--- start Rows ---

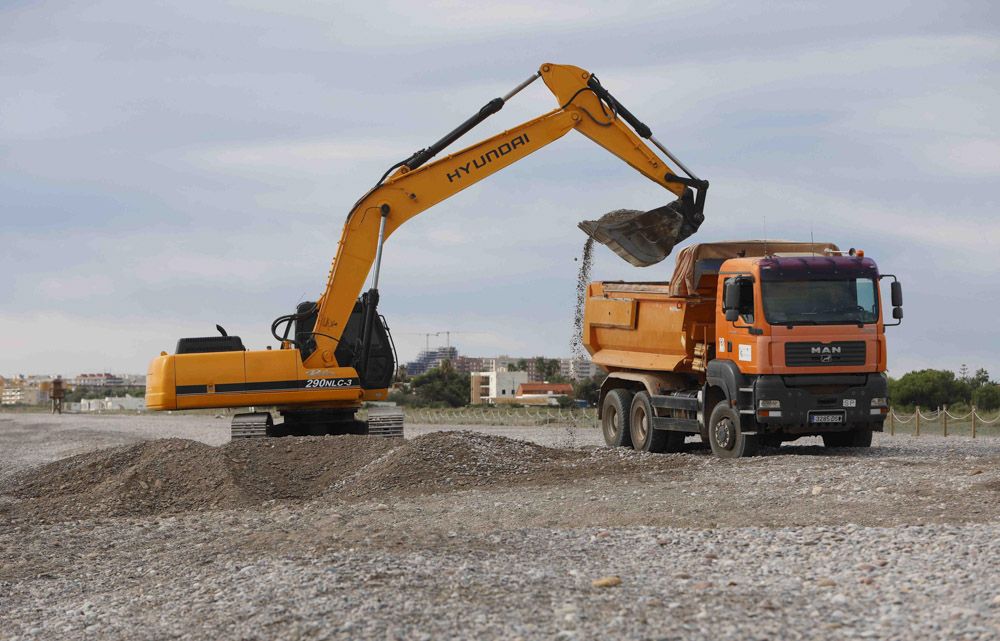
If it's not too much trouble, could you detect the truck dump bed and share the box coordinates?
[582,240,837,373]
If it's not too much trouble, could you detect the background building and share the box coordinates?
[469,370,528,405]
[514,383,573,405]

--- end Rows ---
--- start Rows ---

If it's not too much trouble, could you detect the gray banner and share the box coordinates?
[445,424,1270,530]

--- end Rows ---
--- start Rows ---

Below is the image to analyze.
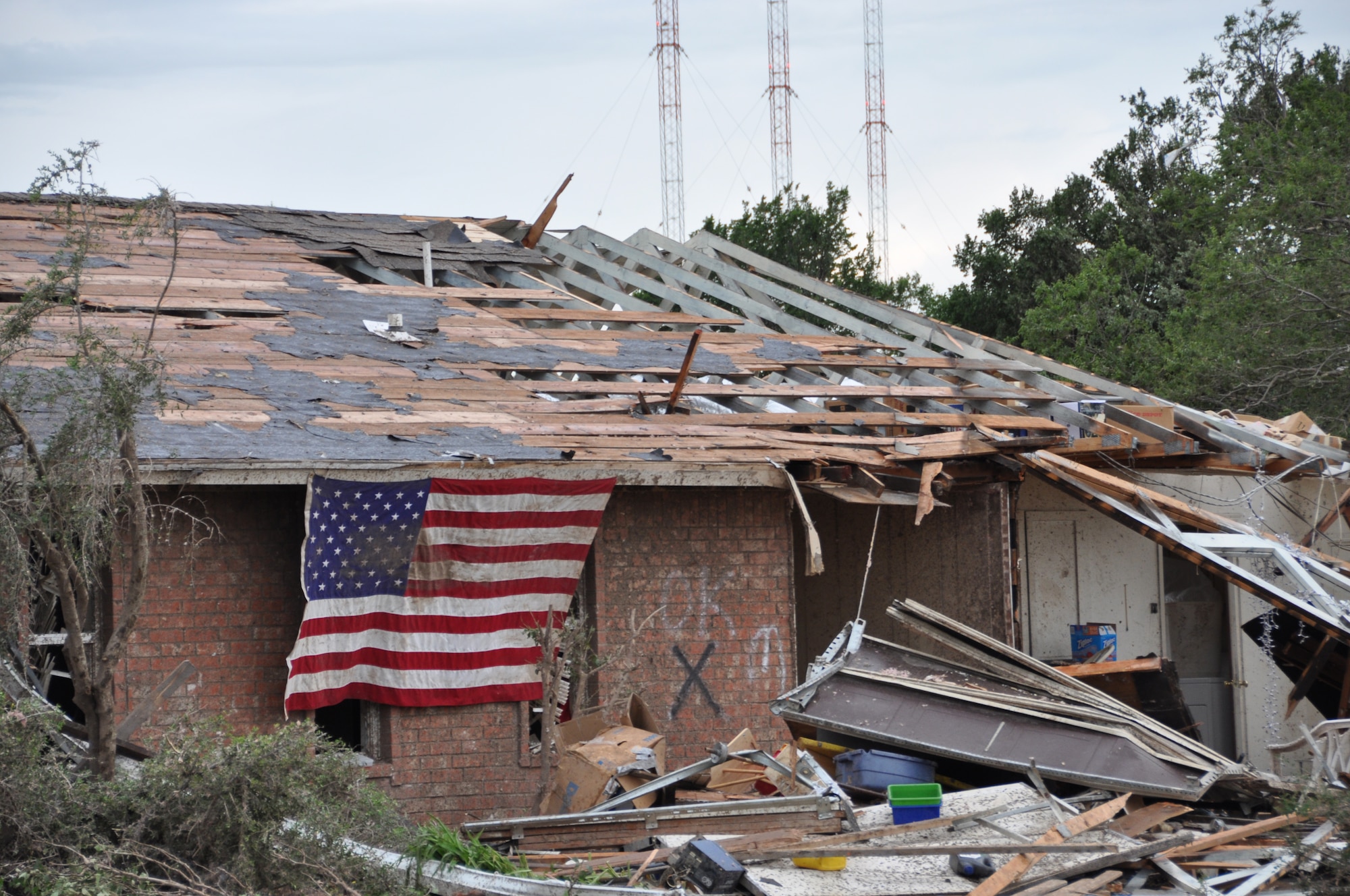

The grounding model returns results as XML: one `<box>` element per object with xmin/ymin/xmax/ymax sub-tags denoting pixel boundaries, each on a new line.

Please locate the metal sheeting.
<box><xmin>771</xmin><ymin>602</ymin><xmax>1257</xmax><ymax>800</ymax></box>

--- end Rows ---

Rewrite the material from the line containing "If it's not too much trouble, could you detect the gray" down through the line containing "[445,424,1270,530]", replacing "gray banner" with "blue banner" and leaving everything else unchanged.

### Solution to this problem
If it's not too much trouble, could you detect the blue banner and share the box coordinates?
[445,424,1270,530]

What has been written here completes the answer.